▸ **Exercise prompt**:
Take the material below and reproduce, word for word, only the lines from the line with "Exercise. Mark the dense" through the line with "Exercise. Mark the grass".

▸ **Task material**:
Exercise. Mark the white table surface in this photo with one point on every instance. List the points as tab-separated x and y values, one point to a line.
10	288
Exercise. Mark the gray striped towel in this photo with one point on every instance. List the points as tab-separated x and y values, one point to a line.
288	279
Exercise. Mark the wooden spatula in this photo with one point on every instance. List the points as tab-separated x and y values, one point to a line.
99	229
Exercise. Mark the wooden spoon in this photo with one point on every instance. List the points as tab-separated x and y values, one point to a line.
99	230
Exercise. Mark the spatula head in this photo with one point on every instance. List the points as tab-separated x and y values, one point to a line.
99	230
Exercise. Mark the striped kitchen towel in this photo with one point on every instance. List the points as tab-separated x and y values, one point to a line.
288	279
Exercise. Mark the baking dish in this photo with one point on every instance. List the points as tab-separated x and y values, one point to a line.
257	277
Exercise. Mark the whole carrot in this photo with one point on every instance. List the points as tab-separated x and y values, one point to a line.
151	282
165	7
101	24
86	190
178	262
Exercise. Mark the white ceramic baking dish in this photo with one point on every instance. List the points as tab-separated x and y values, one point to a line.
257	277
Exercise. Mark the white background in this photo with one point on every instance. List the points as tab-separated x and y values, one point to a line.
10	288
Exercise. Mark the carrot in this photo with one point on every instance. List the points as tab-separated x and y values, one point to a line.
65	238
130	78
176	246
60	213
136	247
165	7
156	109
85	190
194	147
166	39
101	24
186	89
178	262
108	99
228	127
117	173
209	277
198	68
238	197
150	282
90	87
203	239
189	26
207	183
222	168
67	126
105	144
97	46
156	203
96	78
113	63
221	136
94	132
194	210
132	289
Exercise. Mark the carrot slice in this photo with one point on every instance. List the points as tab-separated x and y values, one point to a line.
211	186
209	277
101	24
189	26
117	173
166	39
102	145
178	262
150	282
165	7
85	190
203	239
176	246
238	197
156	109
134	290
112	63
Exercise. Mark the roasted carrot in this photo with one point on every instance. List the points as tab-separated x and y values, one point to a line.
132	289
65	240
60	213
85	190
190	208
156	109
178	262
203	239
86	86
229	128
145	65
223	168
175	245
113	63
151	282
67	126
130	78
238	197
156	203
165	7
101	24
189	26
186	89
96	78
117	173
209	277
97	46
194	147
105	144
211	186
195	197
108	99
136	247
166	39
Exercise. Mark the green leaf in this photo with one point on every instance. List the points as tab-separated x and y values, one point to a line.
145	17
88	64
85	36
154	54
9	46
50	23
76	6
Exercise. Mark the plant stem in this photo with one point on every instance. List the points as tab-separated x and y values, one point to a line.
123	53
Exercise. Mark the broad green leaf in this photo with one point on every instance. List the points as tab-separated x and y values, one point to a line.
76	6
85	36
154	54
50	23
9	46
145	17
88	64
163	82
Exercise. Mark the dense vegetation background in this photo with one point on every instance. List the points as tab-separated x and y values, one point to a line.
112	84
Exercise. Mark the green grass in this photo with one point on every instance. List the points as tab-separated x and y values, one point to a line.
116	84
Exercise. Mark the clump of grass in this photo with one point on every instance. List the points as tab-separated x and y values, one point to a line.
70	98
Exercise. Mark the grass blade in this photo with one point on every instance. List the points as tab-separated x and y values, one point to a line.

...

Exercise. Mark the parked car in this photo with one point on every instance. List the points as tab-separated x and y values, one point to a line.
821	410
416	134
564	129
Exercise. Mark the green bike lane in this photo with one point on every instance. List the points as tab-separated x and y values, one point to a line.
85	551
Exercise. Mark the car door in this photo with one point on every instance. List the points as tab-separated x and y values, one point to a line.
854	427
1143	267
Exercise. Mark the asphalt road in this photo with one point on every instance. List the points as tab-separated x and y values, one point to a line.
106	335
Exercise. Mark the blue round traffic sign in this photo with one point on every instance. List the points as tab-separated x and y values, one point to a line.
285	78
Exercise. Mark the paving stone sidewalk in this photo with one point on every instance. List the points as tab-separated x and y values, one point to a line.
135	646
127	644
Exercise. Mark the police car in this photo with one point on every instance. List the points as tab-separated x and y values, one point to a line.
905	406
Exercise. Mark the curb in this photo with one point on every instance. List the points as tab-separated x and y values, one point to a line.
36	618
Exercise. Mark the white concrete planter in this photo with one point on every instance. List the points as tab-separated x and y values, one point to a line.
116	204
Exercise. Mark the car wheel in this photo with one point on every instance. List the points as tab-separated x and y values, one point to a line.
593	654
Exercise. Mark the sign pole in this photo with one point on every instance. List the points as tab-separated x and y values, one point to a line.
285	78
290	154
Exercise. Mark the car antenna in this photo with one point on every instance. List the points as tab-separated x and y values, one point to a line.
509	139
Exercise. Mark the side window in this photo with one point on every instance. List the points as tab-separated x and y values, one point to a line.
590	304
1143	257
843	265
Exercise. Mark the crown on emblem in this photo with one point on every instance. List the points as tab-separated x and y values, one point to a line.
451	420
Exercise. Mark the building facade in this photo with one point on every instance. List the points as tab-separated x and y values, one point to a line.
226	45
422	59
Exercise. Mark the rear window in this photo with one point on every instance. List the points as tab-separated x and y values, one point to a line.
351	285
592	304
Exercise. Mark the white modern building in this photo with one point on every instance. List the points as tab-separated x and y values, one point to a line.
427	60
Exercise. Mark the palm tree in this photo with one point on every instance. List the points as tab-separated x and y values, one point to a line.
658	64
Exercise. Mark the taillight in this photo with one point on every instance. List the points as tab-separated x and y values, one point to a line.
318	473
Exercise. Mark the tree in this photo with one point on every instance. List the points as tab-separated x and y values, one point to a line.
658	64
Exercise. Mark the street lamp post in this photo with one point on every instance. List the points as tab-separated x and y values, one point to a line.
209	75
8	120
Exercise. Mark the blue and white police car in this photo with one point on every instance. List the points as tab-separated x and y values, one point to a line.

▸ **Solution**:
Exercise. Mark the dense vegetation background in this photo with one point on every instance. List the points as tab-separated x and y values, one point to a line.
112	84
Exercise. Mark the green grass in this photo with one point on every instance. List the points as tab-separated x and y values, one point to a line.
116	84
Exercise. Mark the clump of grass in this photo with one point on every instance. List the points as tab-separated x and y values, one point to a line.
70	98
Exercise. Mark the grass blade in this photo with one point on every instance. List the points as tab-separated x and y values, one point to a line.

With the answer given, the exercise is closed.